▶ _Records for processing_
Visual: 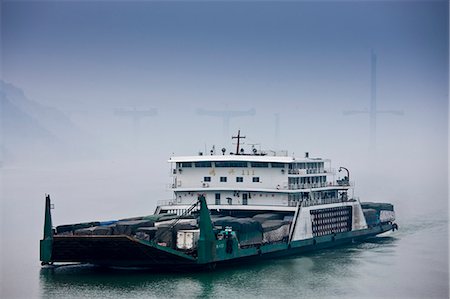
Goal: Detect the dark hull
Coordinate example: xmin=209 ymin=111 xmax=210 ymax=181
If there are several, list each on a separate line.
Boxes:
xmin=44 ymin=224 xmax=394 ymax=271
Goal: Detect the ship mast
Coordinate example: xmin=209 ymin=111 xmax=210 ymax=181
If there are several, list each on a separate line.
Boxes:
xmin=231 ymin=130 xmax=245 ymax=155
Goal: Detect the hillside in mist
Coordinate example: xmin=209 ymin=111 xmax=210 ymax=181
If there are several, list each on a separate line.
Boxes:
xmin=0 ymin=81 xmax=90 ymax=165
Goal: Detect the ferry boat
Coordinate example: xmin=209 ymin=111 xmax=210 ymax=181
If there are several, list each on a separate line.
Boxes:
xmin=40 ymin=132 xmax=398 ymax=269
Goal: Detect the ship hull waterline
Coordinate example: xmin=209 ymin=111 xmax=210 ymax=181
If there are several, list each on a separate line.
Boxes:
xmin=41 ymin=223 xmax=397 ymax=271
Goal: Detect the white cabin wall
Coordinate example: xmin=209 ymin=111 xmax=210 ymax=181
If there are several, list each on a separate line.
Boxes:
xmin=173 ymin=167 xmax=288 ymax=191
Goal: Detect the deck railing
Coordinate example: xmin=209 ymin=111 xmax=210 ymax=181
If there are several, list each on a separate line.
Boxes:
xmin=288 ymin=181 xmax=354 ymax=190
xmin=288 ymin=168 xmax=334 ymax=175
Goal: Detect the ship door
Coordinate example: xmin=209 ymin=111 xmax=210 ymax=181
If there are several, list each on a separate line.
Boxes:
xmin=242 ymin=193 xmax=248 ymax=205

▶ _Your instructions_
Output as a JSON list of strings the lines of the listing from the line that contains "Goal: Detect the white cabin wall" through the end of the listing, one string per line with blank lines omitted.

▶ _Response to this task_
[
  "Goal: Detect the white cabin wall",
  "Coordinate example: xmin=209 ymin=111 xmax=210 ymax=181",
  "If there are several, list each on a separate line.",
  "Boxes:",
  "xmin=173 ymin=167 xmax=288 ymax=191",
  "Goal: Detect the deck railing",
  "Coordinate example: xmin=209 ymin=111 xmax=210 ymax=181",
  "If there are several, list each on a separate line.",
  "Boxes:",
  "xmin=288 ymin=181 xmax=354 ymax=190",
  "xmin=288 ymin=168 xmax=334 ymax=175",
  "Goal: Detect the ship door",
  "Coordinate example: xmin=209 ymin=111 xmax=210 ymax=181",
  "If there are several, list each on a separate line.",
  "Boxes:",
  "xmin=242 ymin=193 xmax=248 ymax=205"
]